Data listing

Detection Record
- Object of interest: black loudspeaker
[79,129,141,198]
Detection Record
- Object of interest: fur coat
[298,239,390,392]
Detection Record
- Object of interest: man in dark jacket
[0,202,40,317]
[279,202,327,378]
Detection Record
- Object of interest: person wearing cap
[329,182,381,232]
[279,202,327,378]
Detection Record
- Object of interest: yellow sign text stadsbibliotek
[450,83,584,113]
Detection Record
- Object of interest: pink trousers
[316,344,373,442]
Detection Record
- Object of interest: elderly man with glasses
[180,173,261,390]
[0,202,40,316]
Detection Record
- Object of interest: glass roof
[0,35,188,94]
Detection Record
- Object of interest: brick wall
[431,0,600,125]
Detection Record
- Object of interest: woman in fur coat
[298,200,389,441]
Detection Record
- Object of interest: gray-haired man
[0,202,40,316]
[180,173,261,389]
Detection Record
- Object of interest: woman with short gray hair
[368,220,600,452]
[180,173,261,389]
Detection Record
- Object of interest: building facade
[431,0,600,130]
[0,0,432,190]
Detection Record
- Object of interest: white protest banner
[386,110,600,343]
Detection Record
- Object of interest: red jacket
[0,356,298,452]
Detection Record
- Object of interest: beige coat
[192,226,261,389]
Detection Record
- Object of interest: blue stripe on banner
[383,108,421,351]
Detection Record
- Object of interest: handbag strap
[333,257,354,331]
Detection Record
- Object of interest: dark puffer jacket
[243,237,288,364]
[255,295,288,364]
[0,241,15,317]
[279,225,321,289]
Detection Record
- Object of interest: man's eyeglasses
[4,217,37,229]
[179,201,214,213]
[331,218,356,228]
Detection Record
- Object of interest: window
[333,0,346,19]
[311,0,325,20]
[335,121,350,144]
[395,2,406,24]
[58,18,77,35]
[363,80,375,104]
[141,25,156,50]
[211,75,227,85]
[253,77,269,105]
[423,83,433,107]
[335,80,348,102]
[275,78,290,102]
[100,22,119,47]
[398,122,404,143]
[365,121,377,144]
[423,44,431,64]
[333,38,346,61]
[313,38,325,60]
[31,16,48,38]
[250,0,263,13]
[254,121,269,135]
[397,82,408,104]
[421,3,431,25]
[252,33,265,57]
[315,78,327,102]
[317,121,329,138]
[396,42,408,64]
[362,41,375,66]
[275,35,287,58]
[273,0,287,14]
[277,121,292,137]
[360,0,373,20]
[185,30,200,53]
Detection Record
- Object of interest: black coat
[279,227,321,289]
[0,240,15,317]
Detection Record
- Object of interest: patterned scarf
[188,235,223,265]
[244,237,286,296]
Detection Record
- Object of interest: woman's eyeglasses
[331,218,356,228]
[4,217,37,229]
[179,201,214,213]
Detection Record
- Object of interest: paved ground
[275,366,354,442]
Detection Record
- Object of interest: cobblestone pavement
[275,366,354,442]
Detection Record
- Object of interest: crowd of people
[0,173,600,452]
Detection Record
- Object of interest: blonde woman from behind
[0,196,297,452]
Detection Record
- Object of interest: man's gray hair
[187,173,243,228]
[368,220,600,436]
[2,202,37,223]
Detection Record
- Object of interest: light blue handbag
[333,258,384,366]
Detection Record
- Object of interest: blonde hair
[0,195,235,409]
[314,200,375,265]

▶ _Directions for this task_:
Print every line of the records above verbatim, from the first line to the last.

▶ _Right answer_:
Detection Record
- Object of interest: black loudspeaker
[79,129,141,198]
Detection Record
- Object of interest: fur coat
[298,239,390,392]
Detection Record
- Object of interest: man in dark jacket
[0,202,40,317]
[279,202,327,378]
Detection Record
- Object of interest: person wearing cap
[329,182,381,232]
[279,202,327,378]
Detection Record
- Object of interest: yellow sign text stadsbibliotek
[450,83,584,113]
Detection Record
- Object of interest: pink trousers
[316,344,373,442]
Detection Record
- Object of interest: elderly man with glasses
[180,173,261,390]
[0,202,40,316]
Detection Record
- Object of interest: glass roof
[0,35,188,94]
Detection Record
- Object of interest: brick wall
[431,0,600,125]
Detection Record
- Object of interest: woman in fur coat
[298,200,389,441]
Detection Record
- Object of interest: gray-haired man
[0,202,40,316]
[180,173,261,389]
Detection Record
- Object of interest: woman with short gray hair
[368,220,600,452]
[180,173,261,389]
Detection Record
- Object of interest: building facade
[431,0,600,130]
[0,0,432,190]
Detection Record
- Object of interest: white protest banner
[386,110,600,343]
Detection Record
- Object of interest: red jacket
[0,356,298,452]
Detection Record
- Object of interest: beige coat
[192,226,261,389]
Detection Record
- Object of interest: blue stripe on banner
[383,108,421,351]
Detection Record
- Object of interest: handbag strap
[333,257,354,331]
Detection Record
- Object of interest: dark puffer jacket
[243,237,288,364]
[255,295,288,364]
[0,241,15,317]
[279,225,321,289]
Detection Record
- Object of interest: man's eyeglasses
[4,217,37,229]
[179,201,214,213]
[331,218,356,228]
Detection Record
- Object of interest: window
[333,0,346,19]
[311,0,325,20]
[335,121,350,144]
[395,2,406,24]
[58,18,77,35]
[363,80,375,104]
[141,25,156,50]
[211,75,227,85]
[253,77,269,105]
[423,83,433,107]
[335,80,348,102]
[275,78,290,102]
[100,22,119,47]
[398,122,404,143]
[365,121,377,144]
[423,44,431,64]
[333,38,346,61]
[313,38,325,60]
[31,16,48,38]
[250,0,263,13]
[254,121,269,135]
[397,82,408,104]
[421,3,431,25]
[252,33,265,57]
[315,78,327,102]
[317,121,329,138]
[396,42,408,64]
[362,41,375,66]
[275,35,287,58]
[273,0,287,14]
[277,121,292,137]
[360,0,373,20]
[185,30,200,53]
Detection Record
- Object of interest: black coat
[279,227,321,289]
[0,240,15,317]
Detection Record
- Object of interest: patterned scarf
[188,235,223,265]
[244,237,286,296]
Detection Record
- Object of interest: woman's eyeglasses
[331,218,356,228]
[4,217,37,229]
[179,201,214,213]
Detection Record
- Object of interest: paved ground
[275,366,354,442]
Detection Record
- Object of interest: cobblestone pavement
[275,366,354,442]
Detection Record
- Object of interest: crowd of people
[0,173,600,452]
Detection Record
- Object of interest: blonde woman from behind
[0,196,297,452]
Detection Record
- Object of interest: man's gray hair
[187,173,243,228]
[368,220,600,436]
[2,202,37,223]
Detection Record
- Object of interest: light blue handbag
[333,258,384,366]
Detection Record
- Object of interest: blonde hair
[0,195,235,409]
[314,200,375,265]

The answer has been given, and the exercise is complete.